Dan Cronin
An accomplished semipro baseball player in the Boston area, Dan Cronin appeared in two major-league games in 1884 during the lone season of the Union Association. His two appearances came as a temporary fill-in for visiting teams in Boston to play the Boston Unions.
Daniel T. Cronin was born on April 1, 1857, in Boston.1 He was the second oldest of the four children of Patrick and Sarah Cronin, both natives of Ireland.2 His father worked as a tailor, near the family’s home at 3 Washington Square close to the central business district of Boston.3 After both parents died by the time he was a teenager, Cronin likely left school by 1872 to go to work since he needed to support himself.4
In 1876 and 1877, Cronin played second base for the Our Boys, a semipro baseball team based in Boston. For the 1878 season, he became a full-time professional ballplayer as the second baseman and field captain for a new professional team based in Westboro, Massachusetts, 25 miles west of Boston.5 Westboro was the smallest locale to compete for the New England Association championship in 1878. Westboro manager George Fayerweather later said, “Cronin was a good player, a terrific batter and a hustling captain.”6 In August 1878, the Westboro team disbanded. Most of the Westboro players joined the team in nearby Clinton, Massachusetts, an independent team that was not part of the New England Association.7
For the 1879 season, Cronin continued to play for Clinton, since there were greatly diminished opportunities to play professional baseball in the Boston area. The Massachusetts teams in Lowell and Lynn, which had competed in the International Association in 1878, had disbanded and the remnants of the New England Association and the International Association congealed into one league for the 1879 season, called the National Association (dropping the “inter” since there was no longer a Canadian team). Because there was no room in the National Association for a small-town team, the Clinton team competed in the Eastern Massachusetts Association.8 However, this league was really a semipro circuit mostly comprising cooperative teams that paid their players by a percentage of gate receipts rather than a weekly salary.

(Dataset entries)
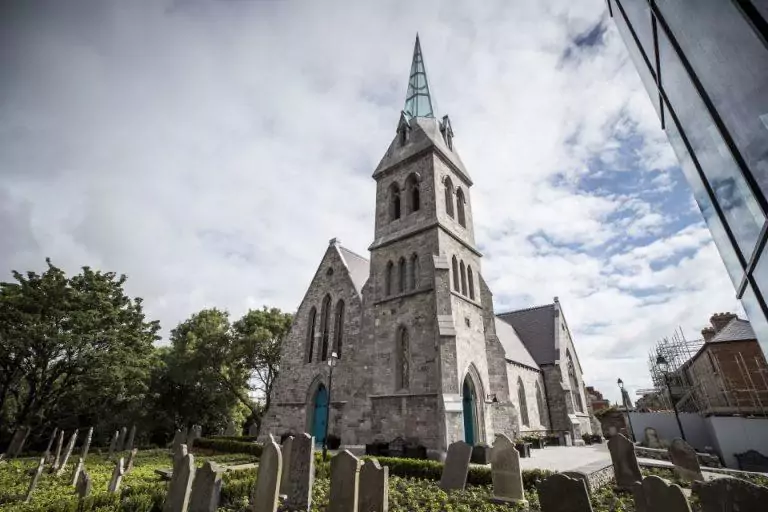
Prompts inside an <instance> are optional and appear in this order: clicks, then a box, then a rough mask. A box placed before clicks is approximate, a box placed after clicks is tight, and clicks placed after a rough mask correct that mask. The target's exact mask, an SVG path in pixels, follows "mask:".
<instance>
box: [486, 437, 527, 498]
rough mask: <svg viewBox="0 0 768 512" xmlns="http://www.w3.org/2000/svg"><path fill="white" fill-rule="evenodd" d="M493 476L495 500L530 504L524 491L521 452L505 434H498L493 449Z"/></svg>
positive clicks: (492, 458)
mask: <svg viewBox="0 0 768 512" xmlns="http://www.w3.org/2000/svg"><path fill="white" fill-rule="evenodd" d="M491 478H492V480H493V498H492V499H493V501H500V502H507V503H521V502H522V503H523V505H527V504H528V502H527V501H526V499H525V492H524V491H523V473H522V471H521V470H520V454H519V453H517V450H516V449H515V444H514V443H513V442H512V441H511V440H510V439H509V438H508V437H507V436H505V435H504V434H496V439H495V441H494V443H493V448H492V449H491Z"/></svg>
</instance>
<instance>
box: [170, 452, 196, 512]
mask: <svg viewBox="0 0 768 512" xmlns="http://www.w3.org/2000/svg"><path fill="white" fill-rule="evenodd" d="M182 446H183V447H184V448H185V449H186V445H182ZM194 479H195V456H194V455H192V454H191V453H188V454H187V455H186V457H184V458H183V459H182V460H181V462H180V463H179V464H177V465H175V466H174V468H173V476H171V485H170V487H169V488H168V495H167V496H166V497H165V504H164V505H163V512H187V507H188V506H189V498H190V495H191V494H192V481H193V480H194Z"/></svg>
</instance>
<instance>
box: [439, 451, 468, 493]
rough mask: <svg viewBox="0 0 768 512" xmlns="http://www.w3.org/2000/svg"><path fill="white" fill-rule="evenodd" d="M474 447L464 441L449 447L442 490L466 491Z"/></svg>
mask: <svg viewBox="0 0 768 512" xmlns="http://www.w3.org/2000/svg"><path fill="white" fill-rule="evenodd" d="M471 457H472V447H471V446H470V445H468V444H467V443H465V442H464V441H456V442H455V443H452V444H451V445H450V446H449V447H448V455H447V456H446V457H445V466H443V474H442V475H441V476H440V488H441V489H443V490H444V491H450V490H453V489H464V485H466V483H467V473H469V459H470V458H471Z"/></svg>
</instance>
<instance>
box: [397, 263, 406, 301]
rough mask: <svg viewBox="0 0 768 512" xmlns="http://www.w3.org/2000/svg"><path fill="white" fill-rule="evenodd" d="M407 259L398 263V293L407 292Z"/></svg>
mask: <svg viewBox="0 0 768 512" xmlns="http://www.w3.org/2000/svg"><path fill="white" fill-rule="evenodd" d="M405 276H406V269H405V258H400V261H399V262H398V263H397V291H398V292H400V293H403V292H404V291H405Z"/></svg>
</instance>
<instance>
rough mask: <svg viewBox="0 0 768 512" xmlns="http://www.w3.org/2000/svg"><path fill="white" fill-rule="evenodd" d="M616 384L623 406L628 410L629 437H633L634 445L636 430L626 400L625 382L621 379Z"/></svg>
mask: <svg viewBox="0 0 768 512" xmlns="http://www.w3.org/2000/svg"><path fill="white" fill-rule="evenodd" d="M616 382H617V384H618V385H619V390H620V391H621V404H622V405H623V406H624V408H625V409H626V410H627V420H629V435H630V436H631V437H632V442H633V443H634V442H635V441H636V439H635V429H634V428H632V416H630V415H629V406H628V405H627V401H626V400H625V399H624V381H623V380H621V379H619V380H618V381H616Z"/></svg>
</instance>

### Work to complete:
According to the text on Dan Cronin, what position did Cronin play for the Our Boys in 1876 and 1877?

### Response area:
Second base